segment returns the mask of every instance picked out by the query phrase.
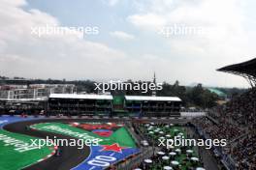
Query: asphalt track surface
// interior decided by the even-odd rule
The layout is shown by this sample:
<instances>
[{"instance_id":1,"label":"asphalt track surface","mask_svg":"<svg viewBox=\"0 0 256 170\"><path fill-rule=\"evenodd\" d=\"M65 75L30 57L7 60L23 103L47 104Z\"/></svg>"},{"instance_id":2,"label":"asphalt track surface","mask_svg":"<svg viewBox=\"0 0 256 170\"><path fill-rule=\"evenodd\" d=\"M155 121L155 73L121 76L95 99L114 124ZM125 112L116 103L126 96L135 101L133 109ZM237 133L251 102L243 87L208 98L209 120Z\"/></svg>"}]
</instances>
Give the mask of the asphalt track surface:
<instances>
[{"instance_id":1,"label":"asphalt track surface","mask_svg":"<svg viewBox=\"0 0 256 170\"><path fill-rule=\"evenodd\" d=\"M68 135L62 135L58 133L52 133L48 131L40 131L40 130L32 130L28 129L27 128L34 124L39 123L68 123L68 122L131 122L131 120L123 120L123 119L40 119L40 120L30 120L30 121L24 121L24 122L17 122L17 123L12 123L4 126L4 129L15 132L15 133L20 133L25 134L29 136L34 136L38 138L47 138L48 136L49 139L53 139L54 136L57 139L76 139L74 137L68 136ZM173 122L173 123L185 123L186 120L144 120L144 121L150 121L150 122L158 122L158 123L166 123L166 122ZM90 154L90 148L88 146L84 146L83 149L78 149L78 147L67 147L62 146L59 147L61 151L61 156L52 156L49 158L35 163L29 167L24 168L24 170L70 170L76 166L78 166L80 163L81 163L83 160L86 159L86 157Z\"/></svg>"}]
</instances>

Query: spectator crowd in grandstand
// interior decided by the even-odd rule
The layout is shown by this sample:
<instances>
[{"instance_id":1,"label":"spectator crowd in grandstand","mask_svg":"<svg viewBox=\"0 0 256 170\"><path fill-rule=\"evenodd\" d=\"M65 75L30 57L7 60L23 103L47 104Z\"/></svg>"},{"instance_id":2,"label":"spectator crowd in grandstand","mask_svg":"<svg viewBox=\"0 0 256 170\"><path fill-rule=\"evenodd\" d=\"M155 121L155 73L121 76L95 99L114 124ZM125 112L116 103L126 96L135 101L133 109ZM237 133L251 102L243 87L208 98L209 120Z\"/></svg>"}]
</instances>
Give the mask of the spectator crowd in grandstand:
<instances>
[{"instance_id":1,"label":"spectator crowd in grandstand","mask_svg":"<svg viewBox=\"0 0 256 170\"><path fill-rule=\"evenodd\" d=\"M210 110L208 117L193 120L193 125L209 138L227 139L221 154L232 157L237 169L256 169L255 88Z\"/></svg>"}]
</instances>

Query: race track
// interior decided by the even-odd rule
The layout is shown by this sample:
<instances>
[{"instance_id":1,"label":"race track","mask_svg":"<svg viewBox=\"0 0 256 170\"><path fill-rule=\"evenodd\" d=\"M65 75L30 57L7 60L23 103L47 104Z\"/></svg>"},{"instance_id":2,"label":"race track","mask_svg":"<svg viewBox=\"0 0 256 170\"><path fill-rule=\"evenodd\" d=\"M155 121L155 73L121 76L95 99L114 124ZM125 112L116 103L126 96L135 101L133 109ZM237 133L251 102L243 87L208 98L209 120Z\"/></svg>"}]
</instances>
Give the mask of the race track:
<instances>
[{"instance_id":1,"label":"race track","mask_svg":"<svg viewBox=\"0 0 256 170\"><path fill-rule=\"evenodd\" d=\"M71 139L73 137L62 135L58 133L51 133L46 131L38 131L27 129L27 127L38 124L38 123L47 123L47 122L72 122L74 120L34 120L27 122L17 122L6 125L4 129L20 134L26 134L29 136L35 136L38 138L45 138L48 136L49 139L53 139L54 136L58 139ZM24 168L25 170L70 170L73 167L76 167L78 164L82 162L90 154L90 148L85 146L82 150L78 149L77 147L60 147L61 156L50 156L49 158L38 162L32 166Z\"/></svg>"}]
</instances>

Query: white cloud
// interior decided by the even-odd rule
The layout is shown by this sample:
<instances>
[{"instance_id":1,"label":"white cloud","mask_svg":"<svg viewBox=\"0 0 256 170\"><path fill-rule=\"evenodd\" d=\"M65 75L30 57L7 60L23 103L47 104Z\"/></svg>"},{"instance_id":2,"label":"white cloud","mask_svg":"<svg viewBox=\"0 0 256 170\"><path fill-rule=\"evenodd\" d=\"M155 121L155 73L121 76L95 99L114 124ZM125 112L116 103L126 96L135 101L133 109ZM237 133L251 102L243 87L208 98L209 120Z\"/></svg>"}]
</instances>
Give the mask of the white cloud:
<instances>
[{"instance_id":1,"label":"white cloud","mask_svg":"<svg viewBox=\"0 0 256 170\"><path fill-rule=\"evenodd\" d=\"M119 0L102 0L102 1L112 7L119 3Z\"/></svg>"},{"instance_id":2,"label":"white cloud","mask_svg":"<svg viewBox=\"0 0 256 170\"><path fill-rule=\"evenodd\" d=\"M136 2L138 13L129 15L128 21L139 31L155 35L170 47L171 57L166 59L170 65L182 60L180 67L185 71L177 69L174 74L190 82L197 79L197 82L220 86L247 85L240 77L215 71L222 66L255 56L255 33L244 29L248 18L245 18L239 0ZM158 34L161 28L174 24L201 27L206 33L170 38Z\"/></svg>"},{"instance_id":3,"label":"white cloud","mask_svg":"<svg viewBox=\"0 0 256 170\"><path fill-rule=\"evenodd\" d=\"M123 31L114 31L114 32L111 32L110 33L111 36L120 39L120 40L124 40L124 41L131 41L134 40L135 37L131 34L125 33Z\"/></svg>"}]
</instances>

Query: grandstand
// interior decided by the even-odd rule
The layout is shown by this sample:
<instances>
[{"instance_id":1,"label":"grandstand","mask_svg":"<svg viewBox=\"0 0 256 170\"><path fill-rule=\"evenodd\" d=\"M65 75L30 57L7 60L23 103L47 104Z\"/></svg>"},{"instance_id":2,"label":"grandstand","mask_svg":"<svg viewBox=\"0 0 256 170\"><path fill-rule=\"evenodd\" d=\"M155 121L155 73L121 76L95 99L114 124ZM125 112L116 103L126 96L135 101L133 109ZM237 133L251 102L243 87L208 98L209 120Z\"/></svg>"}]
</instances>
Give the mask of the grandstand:
<instances>
[{"instance_id":1,"label":"grandstand","mask_svg":"<svg viewBox=\"0 0 256 170\"><path fill-rule=\"evenodd\" d=\"M180 106L176 97L51 94L48 99L50 113L71 115L180 116Z\"/></svg>"},{"instance_id":2,"label":"grandstand","mask_svg":"<svg viewBox=\"0 0 256 170\"><path fill-rule=\"evenodd\" d=\"M240 75L249 82L251 87L256 86L256 58L249 60L247 62L243 62L236 65L230 65L218 69L217 71Z\"/></svg>"},{"instance_id":3,"label":"grandstand","mask_svg":"<svg viewBox=\"0 0 256 170\"><path fill-rule=\"evenodd\" d=\"M192 121L205 138L225 138L228 146L213 152L226 169L256 169L256 59L217 70L247 79L251 89Z\"/></svg>"},{"instance_id":4,"label":"grandstand","mask_svg":"<svg viewBox=\"0 0 256 170\"><path fill-rule=\"evenodd\" d=\"M50 94L48 109L51 113L77 115L109 115L112 109L111 95Z\"/></svg>"},{"instance_id":5,"label":"grandstand","mask_svg":"<svg viewBox=\"0 0 256 170\"><path fill-rule=\"evenodd\" d=\"M181 99L176 97L125 96L125 108L143 116L180 116Z\"/></svg>"}]
</instances>

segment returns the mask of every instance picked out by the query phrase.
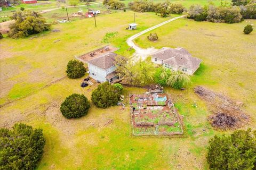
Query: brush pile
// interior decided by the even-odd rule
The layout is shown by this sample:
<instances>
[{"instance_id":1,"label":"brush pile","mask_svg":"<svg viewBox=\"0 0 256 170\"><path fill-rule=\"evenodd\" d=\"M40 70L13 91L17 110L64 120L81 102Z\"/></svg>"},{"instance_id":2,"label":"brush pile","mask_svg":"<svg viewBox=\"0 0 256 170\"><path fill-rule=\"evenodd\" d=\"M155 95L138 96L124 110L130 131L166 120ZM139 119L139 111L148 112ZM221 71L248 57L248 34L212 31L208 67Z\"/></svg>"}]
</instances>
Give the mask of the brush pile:
<instances>
[{"instance_id":1,"label":"brush pile","mask_svg":"<svg viewBox=\"0 0 256 170\"><path fill-rule=\"evenodd\" d=\"M194 91L214 113L209 119L213 127L222 130L237 129L249 121L249 117L239 107L241 103L203 86L196 87Z\"/></svg>"}]
</instances>

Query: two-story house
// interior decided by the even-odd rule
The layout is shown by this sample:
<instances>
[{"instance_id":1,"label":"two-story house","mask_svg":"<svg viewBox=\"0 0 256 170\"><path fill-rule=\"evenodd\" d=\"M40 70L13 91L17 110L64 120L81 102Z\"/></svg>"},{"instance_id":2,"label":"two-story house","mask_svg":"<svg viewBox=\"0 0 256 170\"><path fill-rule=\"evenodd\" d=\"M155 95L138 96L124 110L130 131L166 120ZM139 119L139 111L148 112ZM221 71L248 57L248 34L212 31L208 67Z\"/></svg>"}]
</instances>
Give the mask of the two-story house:
<instances>
[{"instance_id":1,"label":"two-story house","mask_svg":"<svg viewBox=\"0 0 256 170\"><path fill-rule=\"evenodd\" d=\"M113 82L119 79L116 72L115 57L117 54L109 52L87 62L89 75L100 82Z\"/></svg>"},{"instance_id":2,"label":"two-story house","mask_svg":"<svg viewBox=\"0 0 256 170\"><path fill-rule=\"evenodd\" d=\"M182 47L163 47L155 53L151 61L173 71L181 71L189 75L198 69L202 60L192 55Z\"/></svg>"}]
</instances>

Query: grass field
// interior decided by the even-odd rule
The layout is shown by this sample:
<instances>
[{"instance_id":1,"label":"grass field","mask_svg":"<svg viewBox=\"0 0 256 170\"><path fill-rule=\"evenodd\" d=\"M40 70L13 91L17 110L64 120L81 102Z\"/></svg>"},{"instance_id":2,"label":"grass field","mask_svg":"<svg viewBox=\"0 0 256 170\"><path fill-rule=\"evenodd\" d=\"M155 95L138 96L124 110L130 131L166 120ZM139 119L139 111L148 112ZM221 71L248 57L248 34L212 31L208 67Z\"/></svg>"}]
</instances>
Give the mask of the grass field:
<instances>
[{"instance_id":1,"label":"grass field","mask_svg":"<svg viewBox=\"0 0 256 170\"><path fill-rule=\"evenodd\" d=\"M132 137L128 107L122 112L119 106L101 109L92 103L87 115L64 118L59 107L65 98L78 93L90 99L96 86L83 89L82 78L65 77L69 60L105 45L103 39L120 48L118 53L130 55L133 51L127 50L128 37L170 19L154 13L136 13L138 29L126 30L133 15L129 11L99 16L97 28L93 19L88 19L53 26L59 32L1 40L1 104L5 105L0 108L0 126L22 122L43 129L46 143L37 169L207 169L205 156L209 140L230 132L216 131L209 124L211 113L193 90L198 84L243 101L243 108L252 117L244 128L256 128L256 33L242 32L247 23L256 24L249 20L228 24L179 19L153 31L159 37L157 42L149 42L148 33L135 40L145 48L183 47L203 60L186 90L165 89L184 116L182 137ZM115 37L104 38L114 32L118 32ZM145 91L124 90L126 106L129 94ZM192 106L194 101L197 108Z\"/></svg>"}]
</instances>

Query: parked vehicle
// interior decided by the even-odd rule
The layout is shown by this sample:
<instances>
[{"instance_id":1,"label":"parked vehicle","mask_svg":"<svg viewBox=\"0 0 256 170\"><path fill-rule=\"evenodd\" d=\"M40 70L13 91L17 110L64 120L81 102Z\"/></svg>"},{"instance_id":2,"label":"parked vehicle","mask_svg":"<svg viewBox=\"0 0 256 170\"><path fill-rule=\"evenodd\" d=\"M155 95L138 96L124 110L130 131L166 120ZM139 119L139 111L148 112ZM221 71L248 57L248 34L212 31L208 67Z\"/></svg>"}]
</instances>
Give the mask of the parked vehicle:
<instances>
[{"instance_id":1,"label":"parked vehicle","mask_svg":"<svg viewBox=\"0 0 256 170\"><path fill-rule=\"evenodd\" d=\"M89 86L89 84L88 84L87 83L85 82L84 81L81 84L81 87L87 87L88 86Z\"/></svg>"},{"instance_id":2,"label":"parked vehicle","mask_svg":"<svg viewBox=\"0 0 256 170\"><path fill-rule=\"evenodd\" d=\"M88 78L86 78L85 79L84 79L84 81L87 81L90 80L90 78L88 77Z\"/></svg>"}]
</instances>

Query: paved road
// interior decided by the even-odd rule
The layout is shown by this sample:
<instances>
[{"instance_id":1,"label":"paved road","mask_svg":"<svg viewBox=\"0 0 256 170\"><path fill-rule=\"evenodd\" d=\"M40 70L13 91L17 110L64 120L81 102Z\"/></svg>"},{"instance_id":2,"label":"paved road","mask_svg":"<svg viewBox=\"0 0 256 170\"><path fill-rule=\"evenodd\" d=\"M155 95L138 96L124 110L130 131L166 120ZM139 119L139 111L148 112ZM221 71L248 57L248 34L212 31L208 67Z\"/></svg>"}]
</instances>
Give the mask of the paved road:
<instances>
[{"instance_id":1,"label":"paved road","mask_svg":"<svg viewBox=\"0 0 256 170\"><path fill-rule=\"evenodd\" d=\"M186 16L186 15L182 15L182 16L178 16L178 17L172 18L172 19L170 19L167 21L164 21L162 23L159 23L157 25L156 25L154 27L148 28L147 29L145 30L144 31L142 31L140 32L139 32L137 34L132 36L132 37L130 37L129 38L128 38L126 40L127 44L128 44L128 45L129 46L132 47L135 50L135 52L134 55L135 56L137 56L137 57L141 57L142 60L145 60L147 58L147 57L148 57L150 55L151 55L154 53L155 53L157 50L157 49L155 49L154 47L150 47L150 48L147 48L147 49L143 49L142 48L140 48L140 47L136 45L136 44L135 44L134 42L133 42L133 40L134 40L135 38L138 38L138 37L141 36L142 35L143 35L143 34L144 34L144 33L146 33L148 31L150 31L152 30L154 30L154 29L156 29L157 28L161 27L162 26L163 26L163 25L164 25L166 23L168 23L170 22L174 21L177 19L178 19L181 18L183 18L185 16Z\"/></svg>"}]
</instances>

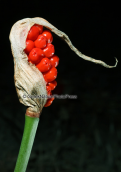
-*-
Please copy the records word for word, starting at the line that contains "Query: paved road" and ending at the end of the records. Leave the pictures out of your answer.

Query: paved road
// interior decided by the even-odd rule
The layout is shown by this sample:
<instances>
[{"instance_id":1,"label":"paved road","mask_svg":"<svg viewBox=\"0 0 256 170\"><path fill-rule=\"evenodd\" d=\"M40 70L13 91L17 110L64 120L81 102Z\"/></svg>"},{"instance_id":2,"label":"paved road","mask_svg":"<svg viewBox=\"0 0 256 170\"><path fill-rule=\"evenodd\" d=\"M155 95L138 96L124 110L130 131L166 120ZM139 119L139 111L148 112ZM221 71L248 57L248 34L212 31L208 67Z\"/></svg>"}]
</instances>
Give the mask of the paved road:
<instances>
[{"instance_id":1,"label":"paved road","mask_svg":"<svg viewBox=\"0 0 256 170\"><path fill-rule=\"evenodd\" d=\"M186 16L186 15L182 15L182 16L178 16L178 17L172 18L172 19L170 19L167 21L164 21L162 23L159 23L157 25L156 25L154 27L148 28L147 29L145 30L144 31L142 31L140 32L139 32L137 34L132 36L132 37L130 37L129 38L128 38L126 40L127 44L128 44L128 45L129 46L132 47L135 50L135 52L134 55L135 56L137 56L137 57L141 57L142 60L145 60L147 58L147 57L148 57L150 55L151 55L154 53L155 53L157 50L157 49L155 49L154 47L150 47L150 48L147 48L147 49L143 49L142 48L140 48L140 47L136 45L136 44L135 44L134 42L133 42L133 40L134 40L135 38L138 38L138 37L141 36L142 35L143 35L143 34L144 34L144 33L146 33L148 31L150 31L152 30L154 30L154 29L156 29L157 28L161 27L162 26L163 26L163 25L164 25L166 23L168 23L170 22L174 21L177 19L178 19L181 18L183 18L185 16Z\"/></svg>"}]
</instances>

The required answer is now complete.